Copy out the following lines word for word.

---------- Data to use

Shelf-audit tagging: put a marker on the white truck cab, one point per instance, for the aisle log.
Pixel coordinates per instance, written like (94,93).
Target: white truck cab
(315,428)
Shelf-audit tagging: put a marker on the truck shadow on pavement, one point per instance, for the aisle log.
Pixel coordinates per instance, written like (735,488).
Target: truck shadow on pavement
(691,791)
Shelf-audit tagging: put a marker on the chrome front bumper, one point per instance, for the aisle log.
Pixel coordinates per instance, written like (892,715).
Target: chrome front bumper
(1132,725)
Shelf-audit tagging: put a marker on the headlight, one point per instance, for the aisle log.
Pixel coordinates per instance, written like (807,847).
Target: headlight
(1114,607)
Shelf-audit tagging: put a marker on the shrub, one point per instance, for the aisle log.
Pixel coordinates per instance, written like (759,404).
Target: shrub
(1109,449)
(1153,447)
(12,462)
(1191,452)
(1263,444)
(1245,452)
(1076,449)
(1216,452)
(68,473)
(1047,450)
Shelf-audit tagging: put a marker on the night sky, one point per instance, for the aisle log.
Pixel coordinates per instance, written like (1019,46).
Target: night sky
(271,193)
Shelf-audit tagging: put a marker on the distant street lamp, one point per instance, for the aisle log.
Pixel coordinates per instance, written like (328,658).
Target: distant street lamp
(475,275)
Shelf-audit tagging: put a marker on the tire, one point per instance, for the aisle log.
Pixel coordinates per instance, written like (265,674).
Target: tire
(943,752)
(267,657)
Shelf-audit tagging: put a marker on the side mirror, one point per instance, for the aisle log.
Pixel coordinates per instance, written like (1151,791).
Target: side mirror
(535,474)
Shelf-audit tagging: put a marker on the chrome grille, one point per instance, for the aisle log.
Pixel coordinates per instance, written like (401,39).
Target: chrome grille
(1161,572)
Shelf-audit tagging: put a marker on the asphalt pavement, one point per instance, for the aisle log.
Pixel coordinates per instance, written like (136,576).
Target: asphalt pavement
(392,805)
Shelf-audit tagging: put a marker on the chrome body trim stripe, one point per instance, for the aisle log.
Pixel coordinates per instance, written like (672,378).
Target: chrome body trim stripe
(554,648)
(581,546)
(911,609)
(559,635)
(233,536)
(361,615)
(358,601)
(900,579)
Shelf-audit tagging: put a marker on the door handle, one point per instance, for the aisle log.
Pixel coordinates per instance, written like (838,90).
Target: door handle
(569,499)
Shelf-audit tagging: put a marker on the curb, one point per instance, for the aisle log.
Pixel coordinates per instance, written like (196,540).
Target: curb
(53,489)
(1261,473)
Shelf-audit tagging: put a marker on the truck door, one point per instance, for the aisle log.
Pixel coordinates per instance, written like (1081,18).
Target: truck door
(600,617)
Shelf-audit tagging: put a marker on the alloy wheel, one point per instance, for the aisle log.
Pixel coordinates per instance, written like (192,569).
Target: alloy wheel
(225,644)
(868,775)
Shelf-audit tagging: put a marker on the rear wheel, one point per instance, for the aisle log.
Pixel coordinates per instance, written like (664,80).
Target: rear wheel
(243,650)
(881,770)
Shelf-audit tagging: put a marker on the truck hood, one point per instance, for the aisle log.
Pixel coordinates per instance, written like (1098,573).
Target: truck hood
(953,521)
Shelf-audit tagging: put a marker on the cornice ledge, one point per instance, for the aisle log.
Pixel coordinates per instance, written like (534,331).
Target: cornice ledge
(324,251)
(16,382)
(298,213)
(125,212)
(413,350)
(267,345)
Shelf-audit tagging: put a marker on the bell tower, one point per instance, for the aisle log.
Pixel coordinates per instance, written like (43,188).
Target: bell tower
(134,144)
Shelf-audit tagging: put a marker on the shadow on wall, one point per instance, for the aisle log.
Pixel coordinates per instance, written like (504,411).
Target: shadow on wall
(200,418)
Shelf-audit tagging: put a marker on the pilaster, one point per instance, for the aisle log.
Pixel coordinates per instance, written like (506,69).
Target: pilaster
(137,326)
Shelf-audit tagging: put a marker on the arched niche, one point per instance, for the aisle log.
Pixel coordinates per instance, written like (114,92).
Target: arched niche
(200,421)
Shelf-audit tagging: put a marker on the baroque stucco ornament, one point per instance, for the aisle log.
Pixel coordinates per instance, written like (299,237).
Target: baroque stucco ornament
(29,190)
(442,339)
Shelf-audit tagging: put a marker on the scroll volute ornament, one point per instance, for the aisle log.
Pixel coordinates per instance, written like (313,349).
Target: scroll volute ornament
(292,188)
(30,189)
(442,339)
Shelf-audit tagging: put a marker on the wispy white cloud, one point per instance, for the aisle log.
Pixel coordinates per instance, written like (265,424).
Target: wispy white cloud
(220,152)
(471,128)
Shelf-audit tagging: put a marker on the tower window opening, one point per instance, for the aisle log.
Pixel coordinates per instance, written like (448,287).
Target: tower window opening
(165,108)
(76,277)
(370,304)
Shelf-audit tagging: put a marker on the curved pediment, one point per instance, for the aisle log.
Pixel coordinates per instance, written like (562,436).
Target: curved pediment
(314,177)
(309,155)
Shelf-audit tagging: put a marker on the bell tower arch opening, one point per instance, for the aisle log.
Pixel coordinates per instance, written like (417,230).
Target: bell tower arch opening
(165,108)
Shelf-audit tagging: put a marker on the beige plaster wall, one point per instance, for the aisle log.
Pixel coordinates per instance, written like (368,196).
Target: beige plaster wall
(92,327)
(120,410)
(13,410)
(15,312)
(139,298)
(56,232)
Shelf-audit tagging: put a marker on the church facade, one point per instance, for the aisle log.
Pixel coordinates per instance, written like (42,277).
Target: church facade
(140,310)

--------------------

§ Solution to this problem
Shelf-audit tagging: put a marker on the white truck cab, one point per instance, for the aisle log.
Pixel coordinates per instance, written like (94,93).
Target: white truck cab
(315,428)
Shelf-audit tagging: put a marker on the truck shadow on pavement, one point per instance, for the aisle log.
Pixel coordinates per instance, written like (735,488).
Target: truck shadow on pavement
(691,791)
Shelf-audit tagging: put a marker on the chrome front bumper, one point per instance, for the aisle log.
Pixel coordinates per instance, written like (892,715).
Target: chrome front bumper
(1132,725)
Shelf-audit tagging: put a marker on the headlight, one point per instance, for the aisle log.
Pixel coordinates per instance, written like (807,847).
Target: headlight
(1114,607)
Shelf-audit tagging: put a marker on the shrub, one point per instance, for the aisle log.
Pixel coordinates per instance, written like (759,404).
Target: shrub
(1109,449)
(1153,447)
(12,462)
(1191,452)
(1263,444)
(1245,452)
(1076,449)
(1216,452)
(68,473)
(1047,450)
Shelf-audit tagging: put a marker on the night sky, one point per instance, for the aisle log.
Pixel coordinates per instance, written like (1019,46).
Target: night sky
(271,193)
Shelf-audit tagging: put a marker on the distant street lamp, one point per instance, for the aisle log.
Pixel coordinates per instance, written like (328,658).
Target: distant street lamp
(475,275)
Shelf-audit tagging: put a marker on the tire, one point per instance, for the aisle log.
Pixel coordinates per instance, written like (265,674).
Target: tire
(943,752)
(267,657)
Shelf-audit tagging: put a marker on the side mirror, one point per instance, for the aisle log.
Pixel coordinates per instance, written like (1151,791).
Target: side mirror
(535,474)
Shelf-audit tagging: put a marker on the chrome grille, one point per instance, for the aisle log.
Pixel coordinates per instance, written like (401,39).
Target: chrome grille
(1161,572)
Shelf-audit tagging: put a marker on the asphalt pavement, one point per instance, for the aisle log.
Pixel coordinates per instance, written like (136,576).
Target: asphalt pavement
(392,805)
Shelf-audit tagging: put a marker on the chrome body trim stripe, one point per instance, for the aisle log.
Pixel coordinates per instance, written like (672,378).
Target: chrome body trim stripe
(554,648)
(581,546)
(911,609)
(559,635)
(233,536)
(361,615)
(358,601)
(900,579)
Shelf-audit tagging: put a marker on the door handle, one point per instance, for the aisle log.
Pixel coordinates per instance, written like (838,90).
Target: door handle
(569,499)
Shelf-audit tagging: put a marker on the curb, one point per instance, for the aisle log.
Pixel coordinates per instance, written like (196,540).
Target: curb
(53,489)
(1261,473)
Shelf-audit tagging: put a marker on the truck door, one point per instance, for the aisle log.
Pixel coordinates per instance, written like (1081,18).
Target: truck door
(600,617)
Shelf-audit tagging: put a marker on the alloy wheel, one point per instance, for the aisle log.
Pixel coordinates per instance, written like (192,569).
Target: alloy wheel
(225,644)
(868,775)
Shelf-audit tagging: put a marker on the rear wheel, one point per instance, for the aisle log.
Pixel coordinates per instance, written like (664,80).
Target: rear wheel
(243,650)
(881,770)
Shelf-audit tagging: put a marker on the truck hood, one point per instance, for the aisle log.
Pixel coordinates per instance, written like (1098,573).
Target: truck hood
(953,521)
Shelf-audit tagging: put a marker on the cornice ledge, one point per instance, for the aisle log.
Pixel coordinates per instance, written like (534,331).
Target: cornice ledge
(324,251)
(16,382)
(298,213)
(125,212)
(413,350)
(267,345)
Shelf-audit tagging: put a marker on the bell tower, one point per instance, for the aisle log.
Pixel coordinates per instance, written like (43,188).
Target: bell tower
(134,144)
Shelf-audit tagging: put a marker on the shadow on wall, one point per instance, for the aisle log.
Pixel coordinates per instance, written like (504,411).
Target: shadow on wall
(200,418)
Shelf-audit tagging: put a marker on the pilaster, one point per instance, for the aisle log.
Pixel coordinates per instance, written like (506,69).
Target: pilaster
(137,326)
Shelf-audit tagging: put a marker on the arched niche, one point per instance, for the aisle log.
Pixel coordinates per instance, written like (114,92).
Target: arched niche
(200,421)
Shelf-audit tagging: put a marker on the baroque stucco ornament, one point per instance, for the aisle log.
Pixel coordinates per instance, written like (299,237).
Target: baroque stucco ornament
(29,190)
(442,339)
Shelf-audit tagging: put a marker on the scroll volute ornament, one point per instance, for the aisle log.
Pixel coordinates per instance, written like (313,349).
Target: scroll volute ornament
(292,188)
(30,189)
(442,339)
Shelf-audit tagging: put a marker on the wispy white cloud, one point per instance, for the aisle log.
Pixel coordinates per instance, written like (265,424).
Target: wispy white cloud
(220,152)
(471,128)
Shelf-audit tagging: put a marker on the tower window opening, one point per instance, for the aisle log.
Pixel coordinates per instance, written like (448,287).
Target: tower window opening
(165,108)
(76,277)
(370,304)
Shelf-audit tagging: put a marker on the curved pediment, one point per instance, for the aisle log.
Pixel coordinates per instance, written like (562,436).
Target: curved pediment
(314,177)
(309,155)
Shelf-audit tagging: put a marker on the bell tower arch opening, one point per instance, for the aisle log.
Pixel coordinates per instance, written like (417,230).
Target: bell tower arch opening
(165,108)
Shelf-audit tagging: put a marker on the beige plaster wall, one point per instance, for the aisle log.
Pixel coordinates per instance, written like (368,196).
Target: beige plaster wall
(92,327)
(120,410)
(13,410)
(15,312)
(139,298)
(56,232)
Shelf-audit tagging: put a marker on the church facade, one point per instance, for the aisle log.
Pixel coordinates per instance, written like (42,277).
Target: church facade
(140,310)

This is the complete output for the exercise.